§ Tasks to carry out:
• a. Translate this sentence from the profile of Michael Hout into Spanish: "He is co-principal investigator on the General Social Survey (GSS), a long-running NSF project."
• b. Revise the profile of Michael Hout starting with "Hout’s honors include" and going on through "1976 to 1984.", putting "New York University" in place of "NYU".

About Michael Hout

Sociology

Michael “Mike” Hout uses demographic methods to study social change in inequality, religion, and politics. He is co-principal investigator on the General Social Survey (GSS), a long-running NSF project. His current work uses the GSS to study changing occupational hierarchies and social mobility since 1972. He is organizing through a National Academy of Sciences standing committee, the American Opportunity Study, an inquiry into long-term trends in social mobility based on census records linked across generations. With Kim Voss and Kristin George, he has studied college dropout and completion between 1982 and 2004. Mike’s books include Century of Difference (with Claude Fischer, 2006), The Truth about Conservative Christians (with Andrew Greeley, 2006), Inequality by Design (with five Berkeley colleagues, 1996), Following in Father’s Footsteps: Social Mobility in Ireland (1989), and Mobility Tables (1983). A couple of illustrative papers include “Social and Economic Returns to Higher Education in the United States” (2012), “The Demographic Imperative in Religious Change” (with Greeley and Wilde, 2001) and “How 4 Million Irish Immigrants Came to be 40 Million Irish Americans” (with Goldstein, 1994).

Hout’s honors include election to the American Academy of Arts & Sciences in 1997, the National Academy of Sciences in 2003, and the American Philosophical Society in 2006. Mike’s education includes a bachelor’s degree from the University of Pittsburgh in history and sociology and masters and PhD from Indiana University in sociology. Before coming to NYU in 2013, he taught at the University of California, Berkeley, from 1985 to 2013, and the University of Arizona from 1976 to 1984.

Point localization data

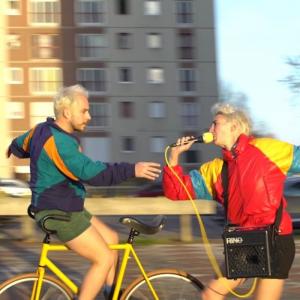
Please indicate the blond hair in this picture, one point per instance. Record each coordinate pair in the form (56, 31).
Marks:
(234, 113)
(66, 96)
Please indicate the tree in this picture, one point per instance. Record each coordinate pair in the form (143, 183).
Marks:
(293, 80)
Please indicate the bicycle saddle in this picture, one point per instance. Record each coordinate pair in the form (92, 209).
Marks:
(153, 227)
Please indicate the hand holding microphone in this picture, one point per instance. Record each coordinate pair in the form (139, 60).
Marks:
(206, 137)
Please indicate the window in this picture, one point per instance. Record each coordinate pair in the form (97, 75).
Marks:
(187, 80)
(39, 111)
(154, 40)
(100, 113)
(184, 12)
(126, 109)
(45, 80)
(189, 114)
(46, 12)
(125, 74)
(13, 41)
(152, 7)
(45, 46)
(94, 80)
(122, 7)
(157, 144)
(13, 7)
(90, 12)
(155, 75)
(14, 76)
(90, 46)
(128, 144)
(124, 40)
(157, 109)
(185, 45)
(14, 110)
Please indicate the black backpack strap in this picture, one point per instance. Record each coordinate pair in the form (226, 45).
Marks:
(225, 182)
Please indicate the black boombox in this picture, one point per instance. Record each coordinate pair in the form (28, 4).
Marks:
(248, 251)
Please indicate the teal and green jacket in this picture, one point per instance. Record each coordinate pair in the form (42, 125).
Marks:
(59, 169)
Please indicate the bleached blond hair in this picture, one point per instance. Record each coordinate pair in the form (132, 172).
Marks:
(234, 113)
(66, 96)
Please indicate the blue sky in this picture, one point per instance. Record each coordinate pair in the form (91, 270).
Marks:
(254, 38)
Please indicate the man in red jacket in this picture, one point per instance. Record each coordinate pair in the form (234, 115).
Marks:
(257, 169)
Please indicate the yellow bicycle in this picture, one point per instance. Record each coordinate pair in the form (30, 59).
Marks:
(160, 284)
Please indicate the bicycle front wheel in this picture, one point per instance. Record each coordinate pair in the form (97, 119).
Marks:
(20, 288)
(169, 285)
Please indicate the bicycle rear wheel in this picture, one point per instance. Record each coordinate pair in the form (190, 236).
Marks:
(20, 288)
(169, 285)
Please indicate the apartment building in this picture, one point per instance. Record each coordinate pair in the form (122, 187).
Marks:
(149, 66)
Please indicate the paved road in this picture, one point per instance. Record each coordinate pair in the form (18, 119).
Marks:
(17, 257)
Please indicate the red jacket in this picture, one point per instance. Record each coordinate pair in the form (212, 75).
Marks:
(257, 169)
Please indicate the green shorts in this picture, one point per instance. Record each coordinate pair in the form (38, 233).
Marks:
(66, 230)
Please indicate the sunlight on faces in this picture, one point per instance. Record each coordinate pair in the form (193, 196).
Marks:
(79, 113)
(224, 131)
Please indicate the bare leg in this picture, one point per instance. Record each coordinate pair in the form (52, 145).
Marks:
(269, 289)
(110, 237)
(217, 288)
(91, 245)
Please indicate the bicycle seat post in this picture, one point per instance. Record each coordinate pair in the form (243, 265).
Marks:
(132, 234)
(46, 239)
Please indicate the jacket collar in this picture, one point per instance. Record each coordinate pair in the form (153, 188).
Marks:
(239, 147)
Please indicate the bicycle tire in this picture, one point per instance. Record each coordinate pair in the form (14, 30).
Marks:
(169, 284)
(20, 288)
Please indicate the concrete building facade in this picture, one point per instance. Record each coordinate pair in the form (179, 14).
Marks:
(149, 66)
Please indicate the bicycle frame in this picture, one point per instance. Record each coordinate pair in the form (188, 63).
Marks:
(46, 262)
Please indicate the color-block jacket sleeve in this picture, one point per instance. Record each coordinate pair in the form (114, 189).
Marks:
(64, 152)
(20, 145)
(201, 184)
(295, 166)
(173, 189)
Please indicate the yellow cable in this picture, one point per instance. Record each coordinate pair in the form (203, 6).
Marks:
(207, 245)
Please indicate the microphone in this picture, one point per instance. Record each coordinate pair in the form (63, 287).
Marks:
(206, 137)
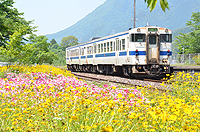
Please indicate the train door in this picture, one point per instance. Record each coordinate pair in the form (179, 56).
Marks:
(153, 49)
(117, 51)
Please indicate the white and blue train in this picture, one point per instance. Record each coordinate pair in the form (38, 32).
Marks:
(143, 50)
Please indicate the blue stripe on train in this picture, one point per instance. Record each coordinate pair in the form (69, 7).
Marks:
(165, 53)
(124, 53)
(139, 52)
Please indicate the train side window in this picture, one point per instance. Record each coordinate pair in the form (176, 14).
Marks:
(101, 48)
(166, 38)
(138, 37)
(117, 45)
(104, 47)
(152, 39)
(108, 47)
(123, 44)
(111, 46)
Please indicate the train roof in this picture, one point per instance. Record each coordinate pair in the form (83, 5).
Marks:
(97, 39)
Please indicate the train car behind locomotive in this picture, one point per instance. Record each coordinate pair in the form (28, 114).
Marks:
(139, 51)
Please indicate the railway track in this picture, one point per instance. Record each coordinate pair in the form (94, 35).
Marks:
(155, 84)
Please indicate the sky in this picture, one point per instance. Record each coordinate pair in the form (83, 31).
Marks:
(52, 16)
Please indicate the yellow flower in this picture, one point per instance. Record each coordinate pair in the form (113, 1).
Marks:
(119, 95)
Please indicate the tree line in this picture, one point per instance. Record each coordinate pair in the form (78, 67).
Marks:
(16, 47)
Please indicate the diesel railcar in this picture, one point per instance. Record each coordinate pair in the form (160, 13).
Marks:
(139, 51)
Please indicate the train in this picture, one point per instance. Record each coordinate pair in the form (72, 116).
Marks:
(142, 51)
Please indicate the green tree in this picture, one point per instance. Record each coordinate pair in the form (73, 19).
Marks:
(68, 42)
(40, 50)
(190, 42)
(152, 4)
(11, 21)
(13, 47)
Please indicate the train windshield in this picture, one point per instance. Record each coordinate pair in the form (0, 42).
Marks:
(152, 39)
(166, 38)
(138, 37)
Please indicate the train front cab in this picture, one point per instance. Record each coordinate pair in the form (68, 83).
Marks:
(158, 51)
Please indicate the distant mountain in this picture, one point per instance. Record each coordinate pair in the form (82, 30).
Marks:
(115, 16)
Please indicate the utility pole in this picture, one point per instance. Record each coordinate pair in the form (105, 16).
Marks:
(134, 14)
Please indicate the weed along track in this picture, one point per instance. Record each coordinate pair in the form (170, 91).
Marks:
(154, 84)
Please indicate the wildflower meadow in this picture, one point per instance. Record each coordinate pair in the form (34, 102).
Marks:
(45, 98)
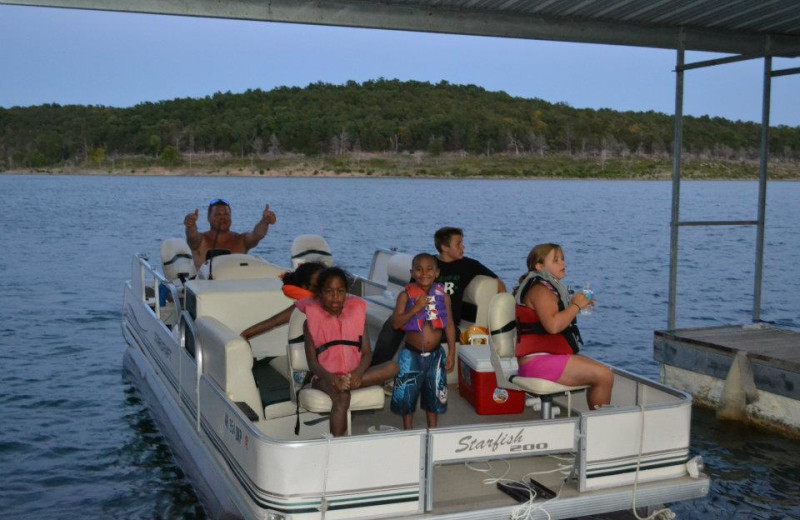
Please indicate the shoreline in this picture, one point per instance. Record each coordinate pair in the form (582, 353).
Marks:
(425, 166)
(357, 175)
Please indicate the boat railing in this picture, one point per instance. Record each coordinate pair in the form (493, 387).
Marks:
(147, 277)
(190, 342)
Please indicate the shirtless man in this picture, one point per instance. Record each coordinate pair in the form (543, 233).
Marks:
(220, 235)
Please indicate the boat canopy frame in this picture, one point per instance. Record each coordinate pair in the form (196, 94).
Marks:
(747, 29)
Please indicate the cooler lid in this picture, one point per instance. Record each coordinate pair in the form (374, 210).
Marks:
(478, 358)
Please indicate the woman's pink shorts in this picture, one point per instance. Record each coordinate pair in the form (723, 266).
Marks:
(547, 366)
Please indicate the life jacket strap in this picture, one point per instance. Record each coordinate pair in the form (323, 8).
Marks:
(505, 328)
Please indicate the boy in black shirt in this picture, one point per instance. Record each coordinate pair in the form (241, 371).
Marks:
(456, 271)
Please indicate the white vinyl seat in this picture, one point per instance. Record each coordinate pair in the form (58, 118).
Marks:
(239, 266)
(176, 260)
(178, 267)
(502, 342)
(311, 399)
(311, 248)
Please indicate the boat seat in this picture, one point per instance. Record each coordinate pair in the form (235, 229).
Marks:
(475, 302)
(310, 248)
(176, 260)
(502, 342)
(228, 361)
(311, 399)
(398, 274)
(240, 303)
(241, 267)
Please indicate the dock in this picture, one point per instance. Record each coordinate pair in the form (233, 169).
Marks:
(746, 372)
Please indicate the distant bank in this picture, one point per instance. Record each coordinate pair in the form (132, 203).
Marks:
(426, 165)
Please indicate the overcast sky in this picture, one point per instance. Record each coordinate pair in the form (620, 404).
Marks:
(87, 57)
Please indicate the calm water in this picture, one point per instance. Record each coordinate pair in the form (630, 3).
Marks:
(76, 441)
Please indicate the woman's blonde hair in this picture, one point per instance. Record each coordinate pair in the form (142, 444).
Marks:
(537, 256)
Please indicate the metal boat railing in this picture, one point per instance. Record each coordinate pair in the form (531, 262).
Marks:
(148, 276)
(196, 351)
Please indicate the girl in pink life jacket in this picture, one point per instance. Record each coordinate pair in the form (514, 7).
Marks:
(337, 345)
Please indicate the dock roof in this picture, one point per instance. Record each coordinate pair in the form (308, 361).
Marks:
(750, 27)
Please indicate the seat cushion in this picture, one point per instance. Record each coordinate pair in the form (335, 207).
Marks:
(369, 398)
(538, 386)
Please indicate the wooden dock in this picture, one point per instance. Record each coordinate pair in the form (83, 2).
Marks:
(752, 371)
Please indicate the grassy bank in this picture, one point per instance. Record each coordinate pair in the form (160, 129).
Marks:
(427, 165)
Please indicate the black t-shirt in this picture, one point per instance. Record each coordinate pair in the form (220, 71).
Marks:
(456, 276)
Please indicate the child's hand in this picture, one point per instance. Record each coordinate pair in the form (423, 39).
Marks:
(341, 382)
(419, 304)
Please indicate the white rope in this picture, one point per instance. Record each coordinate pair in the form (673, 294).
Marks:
(526, 510)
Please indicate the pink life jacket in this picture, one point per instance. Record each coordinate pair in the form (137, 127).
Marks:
(336, 338)
(435, 312)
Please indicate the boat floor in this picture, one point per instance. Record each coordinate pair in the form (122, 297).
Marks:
(459, 413)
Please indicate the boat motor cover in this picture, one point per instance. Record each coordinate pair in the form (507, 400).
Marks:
(176, 259)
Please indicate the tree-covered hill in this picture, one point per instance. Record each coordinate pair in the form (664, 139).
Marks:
(375, 116)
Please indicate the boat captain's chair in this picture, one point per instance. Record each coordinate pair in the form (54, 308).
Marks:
(176, 261)
(311, 248)
(311, 399)
(502, 344)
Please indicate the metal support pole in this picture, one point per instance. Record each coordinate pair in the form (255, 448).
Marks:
(677, 148)
(762, 188)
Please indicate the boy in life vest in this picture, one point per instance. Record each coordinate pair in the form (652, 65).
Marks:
(337, 345)
(423, 312)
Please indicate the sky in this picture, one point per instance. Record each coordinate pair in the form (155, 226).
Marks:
(117, 59)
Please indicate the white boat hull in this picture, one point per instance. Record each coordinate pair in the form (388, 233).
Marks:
(193, 377)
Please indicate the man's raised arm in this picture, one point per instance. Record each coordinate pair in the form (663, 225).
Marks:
(252, 238)
(193, 237)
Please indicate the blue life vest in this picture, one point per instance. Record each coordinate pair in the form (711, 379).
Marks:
(435, 312)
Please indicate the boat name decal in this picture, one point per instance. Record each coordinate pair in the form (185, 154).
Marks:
(470, 443)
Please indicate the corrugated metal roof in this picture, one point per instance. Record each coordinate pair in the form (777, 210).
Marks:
(734, 26)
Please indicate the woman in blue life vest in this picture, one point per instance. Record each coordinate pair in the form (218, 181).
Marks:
(337, 344)
(547, 331)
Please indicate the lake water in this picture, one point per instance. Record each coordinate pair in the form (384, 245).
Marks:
(77, 442)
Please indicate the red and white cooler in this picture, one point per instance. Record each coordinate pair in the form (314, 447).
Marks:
(478, 385)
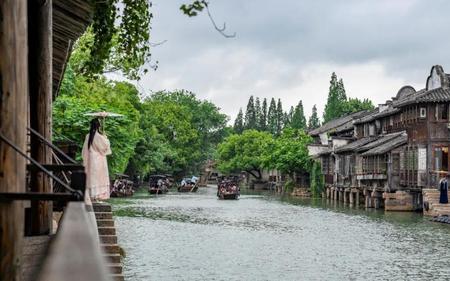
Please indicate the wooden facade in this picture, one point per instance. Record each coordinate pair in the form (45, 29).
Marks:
(400, 147)
(36, 38)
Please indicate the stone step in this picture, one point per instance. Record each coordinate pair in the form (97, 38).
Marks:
(107, 231)
(105, 223)
(117, 277)
(103, 216)
(102, 207)
(113, 258)
(111, 249)
(108, 239)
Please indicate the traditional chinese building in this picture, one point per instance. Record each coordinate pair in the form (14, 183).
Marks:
(386, 157)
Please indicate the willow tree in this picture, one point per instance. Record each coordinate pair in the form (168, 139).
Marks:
(118, 39)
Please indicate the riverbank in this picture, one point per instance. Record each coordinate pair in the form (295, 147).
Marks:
(267, 237)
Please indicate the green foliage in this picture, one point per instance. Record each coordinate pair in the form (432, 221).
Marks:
(78, 96)
(317, 179)
(272, 118)
(258, 114)
(192, 10)
(250, 115)
(180, 133)
(289, 152)
(313, 121)
(117, 41)
(337, 103)
(298, 118)
(239, 123)
(279, 118)
(289, 186)
(263, 120)
(245, 152)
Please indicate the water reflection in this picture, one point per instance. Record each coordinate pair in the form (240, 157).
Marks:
(268, 237)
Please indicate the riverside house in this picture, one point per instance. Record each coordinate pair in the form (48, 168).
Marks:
(387, 157)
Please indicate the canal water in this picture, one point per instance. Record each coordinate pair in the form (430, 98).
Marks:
(262, 236)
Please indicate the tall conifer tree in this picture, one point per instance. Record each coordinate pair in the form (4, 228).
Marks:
(263, 120)
(279, 117)
(258, 114)
(337, 99)
(250, 115)
(313, 121)
(239, 122)
(298, 119)
(272, 117)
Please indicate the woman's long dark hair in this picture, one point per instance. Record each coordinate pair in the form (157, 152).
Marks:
(95, 126)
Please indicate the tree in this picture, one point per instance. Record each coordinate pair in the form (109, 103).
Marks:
(180, 133)
(313, 121)
(355, 105)
(263, 120)
(78, 96)
(272, 117)
(289, 152)
(258, 114)
(279, 118)
(250, 115)
(298, 118)
(335, 106)
(239, 122)
(288, 117)
(245, 152)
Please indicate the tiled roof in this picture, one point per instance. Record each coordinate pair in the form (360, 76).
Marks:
(435, 95)
(381, 140)
(354, 145)
(338, 125)
(387, 146)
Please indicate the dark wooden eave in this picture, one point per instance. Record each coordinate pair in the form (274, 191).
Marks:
(70, 20)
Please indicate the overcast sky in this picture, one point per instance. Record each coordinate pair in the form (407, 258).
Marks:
(288, 48)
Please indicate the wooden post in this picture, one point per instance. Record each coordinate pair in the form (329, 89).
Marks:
(13, 118)
(40, 83)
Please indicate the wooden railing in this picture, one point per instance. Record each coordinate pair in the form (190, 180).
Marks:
(75, 253)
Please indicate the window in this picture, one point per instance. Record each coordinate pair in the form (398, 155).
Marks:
(442, 110)
(423, 112)
(441, 158)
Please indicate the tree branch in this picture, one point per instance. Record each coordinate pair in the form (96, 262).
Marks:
(220, 30)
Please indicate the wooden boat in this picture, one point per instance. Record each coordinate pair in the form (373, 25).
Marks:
(158, 184)
(122, 187)
(187, 185)
(228, 190)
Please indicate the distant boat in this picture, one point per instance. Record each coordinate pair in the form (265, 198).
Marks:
(228, 190)
(158, 184)
(188, 185)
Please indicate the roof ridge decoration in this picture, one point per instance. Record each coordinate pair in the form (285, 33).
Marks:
(437, 78)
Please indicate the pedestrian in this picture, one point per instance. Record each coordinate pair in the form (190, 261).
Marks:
(96, 147)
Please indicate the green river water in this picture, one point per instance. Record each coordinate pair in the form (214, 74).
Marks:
(261, 236)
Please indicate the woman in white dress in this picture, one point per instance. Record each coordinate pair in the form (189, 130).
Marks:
(96, 147)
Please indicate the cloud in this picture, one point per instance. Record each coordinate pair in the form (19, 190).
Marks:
(288, 49)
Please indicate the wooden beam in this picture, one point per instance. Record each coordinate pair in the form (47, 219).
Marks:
(13, 119)
(40, 82)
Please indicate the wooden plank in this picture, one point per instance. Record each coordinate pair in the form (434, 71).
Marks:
(57, 167)
(37, 196)
(13, 119)
(40, 81)
(77, 236)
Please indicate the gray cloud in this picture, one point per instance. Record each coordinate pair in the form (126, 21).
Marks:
(289, 48)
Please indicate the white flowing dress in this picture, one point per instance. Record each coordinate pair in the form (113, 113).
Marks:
(96, 166)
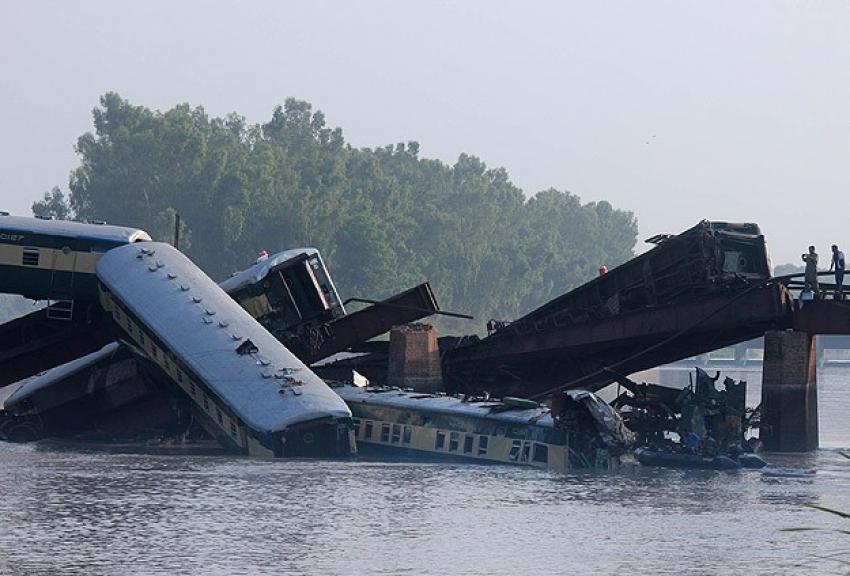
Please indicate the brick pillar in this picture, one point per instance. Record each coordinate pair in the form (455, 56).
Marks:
(789, 392)
(415, 358)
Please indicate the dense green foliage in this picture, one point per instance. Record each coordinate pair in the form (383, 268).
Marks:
(384, 219)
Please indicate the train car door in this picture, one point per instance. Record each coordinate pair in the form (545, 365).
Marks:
(62, 275)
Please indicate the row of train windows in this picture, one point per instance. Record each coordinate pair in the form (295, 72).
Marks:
(521, 451)
(154, 350)
(468, 443)
(390, 434)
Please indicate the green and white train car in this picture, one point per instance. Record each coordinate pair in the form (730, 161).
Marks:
(55, 259)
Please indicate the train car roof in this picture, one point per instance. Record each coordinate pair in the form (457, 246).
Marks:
(449, 405)
(55, 375)
(260, 270)
(67, 228)
(203, 327)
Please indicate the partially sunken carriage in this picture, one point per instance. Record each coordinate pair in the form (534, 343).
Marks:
(253, 393)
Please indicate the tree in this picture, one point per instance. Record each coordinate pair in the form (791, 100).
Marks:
(384, 218)
(53, 205)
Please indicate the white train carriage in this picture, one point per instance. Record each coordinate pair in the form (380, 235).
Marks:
(251, 392)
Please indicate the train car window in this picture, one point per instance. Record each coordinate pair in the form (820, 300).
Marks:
(513, 455)
(467, 444)
(440, 442)
(482, 445)
(30, 257)
(541, 453)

§ Solutions to the problems:
• a. Es coinvestigador principal de la General Social Survey (GSS), un proyecto de larga duración de la NSF.

• b.
Hout’s honors include election to the American Academy of Arts & Sciences in 1997, the National Academy of Sciences in 2003, and the American Philosophical Society in 2006. Mike’s education includes a bachelor’s degree from the University of Pittsburgh in history and sociology and masters and PhD from Indiana University in sociology. Before coming to New York University in 2013, he taught at the University of California, Berkeley, from 1985 to 2013, and the University of Arizona from 1976 to 1984.